> **Stored records**:
▬▬▬▬▬▬
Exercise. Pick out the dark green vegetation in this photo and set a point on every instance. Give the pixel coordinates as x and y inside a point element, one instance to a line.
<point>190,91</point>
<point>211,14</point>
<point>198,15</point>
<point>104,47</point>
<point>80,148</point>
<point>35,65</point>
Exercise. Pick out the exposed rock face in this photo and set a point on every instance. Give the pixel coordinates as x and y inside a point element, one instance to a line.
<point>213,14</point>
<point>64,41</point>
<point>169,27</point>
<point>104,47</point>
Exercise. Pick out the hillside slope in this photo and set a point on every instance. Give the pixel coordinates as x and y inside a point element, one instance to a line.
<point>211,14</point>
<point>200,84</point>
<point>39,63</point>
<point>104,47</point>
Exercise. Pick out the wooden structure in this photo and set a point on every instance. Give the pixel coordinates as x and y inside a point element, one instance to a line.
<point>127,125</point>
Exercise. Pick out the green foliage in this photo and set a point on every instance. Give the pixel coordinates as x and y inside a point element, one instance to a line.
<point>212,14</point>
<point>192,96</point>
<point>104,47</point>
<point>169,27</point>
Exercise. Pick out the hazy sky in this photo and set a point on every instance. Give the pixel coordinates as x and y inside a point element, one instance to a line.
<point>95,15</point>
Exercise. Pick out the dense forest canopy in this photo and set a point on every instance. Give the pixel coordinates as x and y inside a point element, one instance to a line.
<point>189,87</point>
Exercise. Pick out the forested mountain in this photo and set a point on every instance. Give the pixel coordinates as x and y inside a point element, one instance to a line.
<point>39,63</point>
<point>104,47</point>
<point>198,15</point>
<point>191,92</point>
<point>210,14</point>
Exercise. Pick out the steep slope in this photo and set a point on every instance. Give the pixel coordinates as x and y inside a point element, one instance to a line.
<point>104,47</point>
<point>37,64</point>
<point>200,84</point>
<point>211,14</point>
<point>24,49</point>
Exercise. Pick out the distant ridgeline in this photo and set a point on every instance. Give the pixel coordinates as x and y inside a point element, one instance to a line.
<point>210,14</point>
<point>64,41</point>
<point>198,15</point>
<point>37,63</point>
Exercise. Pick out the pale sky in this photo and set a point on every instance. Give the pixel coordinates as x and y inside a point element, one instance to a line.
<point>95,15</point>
▬▬▬▬▬▬
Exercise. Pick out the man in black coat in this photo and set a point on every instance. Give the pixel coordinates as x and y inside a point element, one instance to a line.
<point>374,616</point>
▬▬▬▬▬▬
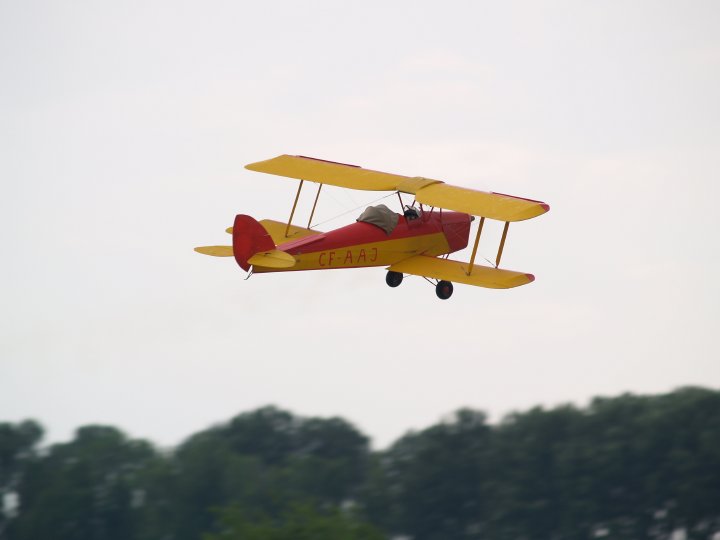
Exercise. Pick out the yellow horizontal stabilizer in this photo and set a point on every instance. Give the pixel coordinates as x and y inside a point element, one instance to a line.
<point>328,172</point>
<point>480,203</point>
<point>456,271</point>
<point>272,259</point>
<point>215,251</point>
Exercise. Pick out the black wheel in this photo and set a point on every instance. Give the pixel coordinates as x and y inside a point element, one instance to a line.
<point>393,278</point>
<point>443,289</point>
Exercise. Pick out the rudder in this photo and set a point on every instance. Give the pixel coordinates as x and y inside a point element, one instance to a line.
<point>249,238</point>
▬▬▬▬▬▬
> **Given exercise**: Pull out each row above that contains the word "black", matching case exactly.

> **Result**:
Exercise. Pick out the man in black coat in this photo and set a point on every instance. Give the pixel coordinates as x and y inside a point element, one instance to a line.
Exercise. Pick out the black wheel in this photo and set a point on every instance. Give the pixel coordinates as x and y inside a point element, one instance to a line.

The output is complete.